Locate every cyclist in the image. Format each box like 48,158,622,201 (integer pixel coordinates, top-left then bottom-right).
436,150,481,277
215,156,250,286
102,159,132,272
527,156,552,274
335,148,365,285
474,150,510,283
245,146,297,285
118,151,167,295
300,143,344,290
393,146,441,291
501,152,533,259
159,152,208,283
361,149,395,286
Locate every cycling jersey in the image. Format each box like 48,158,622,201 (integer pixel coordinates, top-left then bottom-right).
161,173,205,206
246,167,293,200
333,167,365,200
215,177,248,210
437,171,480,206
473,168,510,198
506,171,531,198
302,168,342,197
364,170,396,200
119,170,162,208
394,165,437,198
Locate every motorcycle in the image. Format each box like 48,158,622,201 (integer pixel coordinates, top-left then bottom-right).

○ ○ ○

» Work instructions: Rewrite the material above, changing each "top-left then bottom-right" to "upper-left corner first, then lower-right corner" and leaving everything else untouched.

» Result of the exercise:
Locate every cyclist in the image. Format each box like 48,158,622,201 (integer pixel coordinates, upper-left corner first, then lower-right corner).
436,150,481,277
215,156,250,286
102,159,132,272
527,156,552,274
335,148,365,285
474,150,510,283
245,146,297,285
118,151,167,295
300,143,344,290
393,146,441,291
501,152,533,259
159,152,208,283
361,149,395,286
Locate every cycling jersey in the image. Format each box like 48,158,622,201 (integer pixel coordinates, upper-left corner first, then lower-right corner).
161,173,205,206
246,167,293,200
333,167,365,200
215,177,248,210
437,171,480,206
473,168,510,198
506,171,531,198
302,168,342,197
364,170,396,200
119,170,162,208
394,165,437,198
Locate every motorcycle in the image. Format each box like 48,158,622,201 (integer pixel coordinates, upper-left corner first, then lower-right corner).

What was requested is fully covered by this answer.